→ **OBJECTIVE**:
Convert the records from the line containing "target: sky" through the line containing "M 83 89 L 81", inclusive, into a JSON list of strings with one string per line. Leave out blank lines.

→ **SUPPLIED RECORDS**:
################

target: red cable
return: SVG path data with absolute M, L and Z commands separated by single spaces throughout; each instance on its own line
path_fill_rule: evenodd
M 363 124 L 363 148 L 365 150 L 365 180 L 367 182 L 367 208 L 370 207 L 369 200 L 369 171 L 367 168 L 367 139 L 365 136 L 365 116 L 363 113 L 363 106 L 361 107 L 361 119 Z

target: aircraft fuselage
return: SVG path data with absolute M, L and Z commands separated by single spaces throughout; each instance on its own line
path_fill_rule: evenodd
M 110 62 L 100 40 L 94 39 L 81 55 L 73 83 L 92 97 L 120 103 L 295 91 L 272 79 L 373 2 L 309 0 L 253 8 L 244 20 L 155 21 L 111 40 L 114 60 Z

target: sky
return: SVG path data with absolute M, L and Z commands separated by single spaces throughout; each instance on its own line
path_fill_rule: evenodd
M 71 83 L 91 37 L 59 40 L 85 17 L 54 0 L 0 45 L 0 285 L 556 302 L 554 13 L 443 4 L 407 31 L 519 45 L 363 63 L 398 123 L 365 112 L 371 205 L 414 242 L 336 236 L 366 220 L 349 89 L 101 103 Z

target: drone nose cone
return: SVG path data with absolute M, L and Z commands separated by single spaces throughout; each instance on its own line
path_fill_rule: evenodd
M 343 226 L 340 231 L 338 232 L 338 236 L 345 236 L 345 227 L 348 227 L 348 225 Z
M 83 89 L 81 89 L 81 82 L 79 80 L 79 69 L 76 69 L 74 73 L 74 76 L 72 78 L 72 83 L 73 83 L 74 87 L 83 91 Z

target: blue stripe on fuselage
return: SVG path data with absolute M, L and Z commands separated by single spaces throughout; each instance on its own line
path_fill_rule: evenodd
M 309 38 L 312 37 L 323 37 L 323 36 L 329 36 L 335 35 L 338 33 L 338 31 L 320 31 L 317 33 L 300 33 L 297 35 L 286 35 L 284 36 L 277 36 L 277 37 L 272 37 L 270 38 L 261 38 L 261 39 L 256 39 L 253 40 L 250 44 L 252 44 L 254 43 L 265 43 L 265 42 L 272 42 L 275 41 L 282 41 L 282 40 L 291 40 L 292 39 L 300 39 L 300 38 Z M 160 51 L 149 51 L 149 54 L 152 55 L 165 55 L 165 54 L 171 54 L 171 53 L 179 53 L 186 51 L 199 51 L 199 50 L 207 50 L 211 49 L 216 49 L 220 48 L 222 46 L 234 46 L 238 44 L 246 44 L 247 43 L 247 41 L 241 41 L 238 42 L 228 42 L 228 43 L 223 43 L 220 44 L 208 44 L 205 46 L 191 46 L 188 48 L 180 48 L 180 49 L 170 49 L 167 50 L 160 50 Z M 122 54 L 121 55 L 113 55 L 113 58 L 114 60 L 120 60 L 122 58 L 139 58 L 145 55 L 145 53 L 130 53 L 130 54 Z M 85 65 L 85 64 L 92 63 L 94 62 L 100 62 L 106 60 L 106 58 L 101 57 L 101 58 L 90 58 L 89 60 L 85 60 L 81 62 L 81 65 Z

################

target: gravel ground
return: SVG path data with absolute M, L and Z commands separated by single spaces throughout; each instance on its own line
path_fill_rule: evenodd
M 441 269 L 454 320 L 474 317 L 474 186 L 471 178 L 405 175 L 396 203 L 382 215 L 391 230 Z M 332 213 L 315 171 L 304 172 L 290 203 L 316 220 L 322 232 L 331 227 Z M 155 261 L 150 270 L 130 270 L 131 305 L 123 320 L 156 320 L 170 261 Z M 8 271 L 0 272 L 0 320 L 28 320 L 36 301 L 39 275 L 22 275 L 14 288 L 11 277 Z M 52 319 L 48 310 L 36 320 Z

################

→ **RESPONSE TO THIS EXERCISE**:
[
  "target: sky",
  "return: SVG path data with absolute M, L and Z commands separated by single spaces throughout; each instance on its own line",
  "path_fill_rule: evenodd",
  "M 71 83 L 91 37 L 59 40 L 85 17 L 54 0 L 0 45 L 0 285 L 556 302 L 554 13 L 443 4 L 407 31 L 519 45 L 363 63 L 398 123 L 365 112 L 371 205 L 414 242 L 336 236 L 366 220 L 349 89 L 101 103 Z",
  "target: drone nose cone",
  "return: SVG path data with absolute M, L and Z commands separated by single spaces throughout; each instance on its own line",
  "path_fill_rule: evenodd",
  "M 343 226 L 340 231 L 338 232 L 338 236 L 345 236 L 345 227 L 348 227 L 348 225 Z",
  "M 83 89 L 81 89 L 81 82 L 79 80 L 79 69 L 76 69 L 74 73 L 74 76 L 72 78 L 72 83 L 73 83 L 74 87 L 83 91 Z"
]